[What the exercise asks]
How many lines of the data include the string "window"? State the number and nothing else.

[Opening Input records section]

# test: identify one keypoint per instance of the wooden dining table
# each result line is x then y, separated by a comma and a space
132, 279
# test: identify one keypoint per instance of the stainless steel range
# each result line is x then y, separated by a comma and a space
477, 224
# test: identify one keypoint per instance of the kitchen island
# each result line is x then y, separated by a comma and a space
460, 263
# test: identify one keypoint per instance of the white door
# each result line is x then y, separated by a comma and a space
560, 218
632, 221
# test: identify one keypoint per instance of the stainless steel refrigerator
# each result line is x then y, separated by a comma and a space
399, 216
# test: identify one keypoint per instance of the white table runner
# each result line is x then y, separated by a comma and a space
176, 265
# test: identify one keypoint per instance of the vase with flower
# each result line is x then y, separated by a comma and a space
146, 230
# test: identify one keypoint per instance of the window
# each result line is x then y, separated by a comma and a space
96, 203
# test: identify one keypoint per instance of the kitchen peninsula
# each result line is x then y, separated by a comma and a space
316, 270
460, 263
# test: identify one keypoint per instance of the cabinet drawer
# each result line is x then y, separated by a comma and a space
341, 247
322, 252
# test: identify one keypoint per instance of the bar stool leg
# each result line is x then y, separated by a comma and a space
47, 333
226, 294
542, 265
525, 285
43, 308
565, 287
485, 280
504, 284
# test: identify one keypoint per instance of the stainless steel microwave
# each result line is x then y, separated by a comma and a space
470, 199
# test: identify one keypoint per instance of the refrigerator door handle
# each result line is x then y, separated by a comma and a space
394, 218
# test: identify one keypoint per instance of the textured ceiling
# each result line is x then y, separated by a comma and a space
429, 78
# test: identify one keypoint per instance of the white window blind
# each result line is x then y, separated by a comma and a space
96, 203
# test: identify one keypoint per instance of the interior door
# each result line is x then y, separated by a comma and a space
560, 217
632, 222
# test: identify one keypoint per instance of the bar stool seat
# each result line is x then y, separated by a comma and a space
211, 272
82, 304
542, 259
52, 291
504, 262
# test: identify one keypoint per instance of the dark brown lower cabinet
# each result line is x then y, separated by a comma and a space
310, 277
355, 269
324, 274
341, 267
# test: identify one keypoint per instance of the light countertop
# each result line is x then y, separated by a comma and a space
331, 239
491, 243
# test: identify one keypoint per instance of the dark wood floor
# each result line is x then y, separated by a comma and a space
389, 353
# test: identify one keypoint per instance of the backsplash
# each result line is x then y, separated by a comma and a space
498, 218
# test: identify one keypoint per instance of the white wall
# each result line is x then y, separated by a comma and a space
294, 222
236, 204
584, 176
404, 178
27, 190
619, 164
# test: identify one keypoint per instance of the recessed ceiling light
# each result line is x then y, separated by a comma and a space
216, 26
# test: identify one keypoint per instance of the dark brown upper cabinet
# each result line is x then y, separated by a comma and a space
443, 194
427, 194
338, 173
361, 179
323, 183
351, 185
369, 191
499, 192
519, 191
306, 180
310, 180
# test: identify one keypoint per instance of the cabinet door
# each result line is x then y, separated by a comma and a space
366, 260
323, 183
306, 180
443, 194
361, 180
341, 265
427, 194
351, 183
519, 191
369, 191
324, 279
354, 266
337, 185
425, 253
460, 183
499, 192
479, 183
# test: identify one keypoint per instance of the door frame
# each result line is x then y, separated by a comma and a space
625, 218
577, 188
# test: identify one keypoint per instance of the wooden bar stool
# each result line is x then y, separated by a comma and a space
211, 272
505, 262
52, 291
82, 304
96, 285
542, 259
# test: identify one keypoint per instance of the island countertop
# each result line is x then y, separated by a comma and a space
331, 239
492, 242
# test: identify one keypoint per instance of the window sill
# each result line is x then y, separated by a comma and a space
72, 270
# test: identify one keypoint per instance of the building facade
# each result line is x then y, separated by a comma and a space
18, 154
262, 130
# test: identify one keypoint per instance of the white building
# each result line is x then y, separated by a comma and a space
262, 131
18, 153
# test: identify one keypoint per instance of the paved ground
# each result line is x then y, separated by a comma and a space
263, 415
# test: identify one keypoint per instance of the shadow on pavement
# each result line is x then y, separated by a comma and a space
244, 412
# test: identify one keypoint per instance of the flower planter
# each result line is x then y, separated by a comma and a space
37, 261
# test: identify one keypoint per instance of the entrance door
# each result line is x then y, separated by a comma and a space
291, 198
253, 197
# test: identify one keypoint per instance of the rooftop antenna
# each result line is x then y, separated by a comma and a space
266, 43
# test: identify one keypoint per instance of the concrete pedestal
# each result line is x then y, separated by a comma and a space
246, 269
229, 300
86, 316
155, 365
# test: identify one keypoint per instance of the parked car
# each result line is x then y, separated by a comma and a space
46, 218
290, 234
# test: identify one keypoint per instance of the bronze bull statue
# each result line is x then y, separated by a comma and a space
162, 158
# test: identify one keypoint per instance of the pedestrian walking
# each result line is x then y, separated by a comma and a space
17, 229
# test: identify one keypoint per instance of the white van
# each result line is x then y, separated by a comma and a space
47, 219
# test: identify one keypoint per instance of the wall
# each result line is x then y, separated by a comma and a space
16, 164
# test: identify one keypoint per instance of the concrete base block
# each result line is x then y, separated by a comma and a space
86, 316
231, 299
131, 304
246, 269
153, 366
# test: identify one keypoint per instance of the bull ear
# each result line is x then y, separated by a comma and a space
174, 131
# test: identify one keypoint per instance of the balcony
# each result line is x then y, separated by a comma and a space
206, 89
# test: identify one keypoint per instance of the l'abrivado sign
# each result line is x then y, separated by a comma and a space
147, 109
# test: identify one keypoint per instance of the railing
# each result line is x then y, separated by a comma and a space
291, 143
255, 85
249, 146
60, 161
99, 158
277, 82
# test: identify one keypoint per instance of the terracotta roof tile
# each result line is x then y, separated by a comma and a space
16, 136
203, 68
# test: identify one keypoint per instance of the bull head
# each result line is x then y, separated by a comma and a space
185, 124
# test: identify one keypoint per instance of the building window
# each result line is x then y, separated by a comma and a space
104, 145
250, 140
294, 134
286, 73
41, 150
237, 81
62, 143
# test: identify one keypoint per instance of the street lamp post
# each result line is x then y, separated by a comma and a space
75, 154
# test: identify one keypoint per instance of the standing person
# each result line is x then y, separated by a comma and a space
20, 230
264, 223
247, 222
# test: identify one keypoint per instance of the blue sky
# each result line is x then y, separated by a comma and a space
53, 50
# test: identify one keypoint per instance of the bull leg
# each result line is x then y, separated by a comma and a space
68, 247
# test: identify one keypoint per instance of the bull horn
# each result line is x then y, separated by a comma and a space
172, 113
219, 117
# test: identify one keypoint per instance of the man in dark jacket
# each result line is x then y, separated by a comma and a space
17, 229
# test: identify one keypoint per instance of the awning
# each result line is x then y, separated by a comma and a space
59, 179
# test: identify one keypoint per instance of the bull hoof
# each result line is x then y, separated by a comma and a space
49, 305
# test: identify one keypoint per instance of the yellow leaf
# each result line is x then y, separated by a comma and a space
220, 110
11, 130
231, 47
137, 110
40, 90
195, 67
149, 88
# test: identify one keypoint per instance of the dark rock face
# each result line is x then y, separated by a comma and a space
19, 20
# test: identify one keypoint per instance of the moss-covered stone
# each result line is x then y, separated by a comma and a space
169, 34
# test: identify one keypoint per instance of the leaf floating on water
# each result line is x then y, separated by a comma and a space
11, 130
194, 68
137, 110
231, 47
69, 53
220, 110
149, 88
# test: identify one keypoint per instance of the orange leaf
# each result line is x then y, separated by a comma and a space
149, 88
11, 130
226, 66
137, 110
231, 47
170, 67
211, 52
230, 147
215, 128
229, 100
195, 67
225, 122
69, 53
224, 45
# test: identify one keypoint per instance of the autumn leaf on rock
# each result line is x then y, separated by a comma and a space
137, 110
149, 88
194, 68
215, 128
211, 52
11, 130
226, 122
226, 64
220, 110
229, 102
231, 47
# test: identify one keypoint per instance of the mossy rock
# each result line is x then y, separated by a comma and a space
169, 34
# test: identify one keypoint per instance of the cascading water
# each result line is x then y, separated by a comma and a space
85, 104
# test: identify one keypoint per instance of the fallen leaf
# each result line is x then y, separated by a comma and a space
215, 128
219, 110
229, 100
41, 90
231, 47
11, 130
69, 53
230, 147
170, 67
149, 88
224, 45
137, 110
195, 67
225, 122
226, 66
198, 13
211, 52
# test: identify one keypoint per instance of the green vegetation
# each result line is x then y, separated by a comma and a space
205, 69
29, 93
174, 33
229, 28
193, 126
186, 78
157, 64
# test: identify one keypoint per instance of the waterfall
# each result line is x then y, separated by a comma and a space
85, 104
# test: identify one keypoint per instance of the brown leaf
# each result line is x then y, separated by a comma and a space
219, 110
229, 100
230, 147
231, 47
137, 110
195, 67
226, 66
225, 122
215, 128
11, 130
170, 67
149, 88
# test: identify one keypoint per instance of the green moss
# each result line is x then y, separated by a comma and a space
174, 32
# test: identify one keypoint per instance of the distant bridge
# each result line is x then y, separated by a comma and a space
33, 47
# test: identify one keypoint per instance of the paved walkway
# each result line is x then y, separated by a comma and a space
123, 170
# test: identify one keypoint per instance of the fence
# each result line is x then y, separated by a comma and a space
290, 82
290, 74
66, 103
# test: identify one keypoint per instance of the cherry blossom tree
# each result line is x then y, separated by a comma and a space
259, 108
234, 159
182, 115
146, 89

[Closing Input records section]

[Solution to the exercise]
4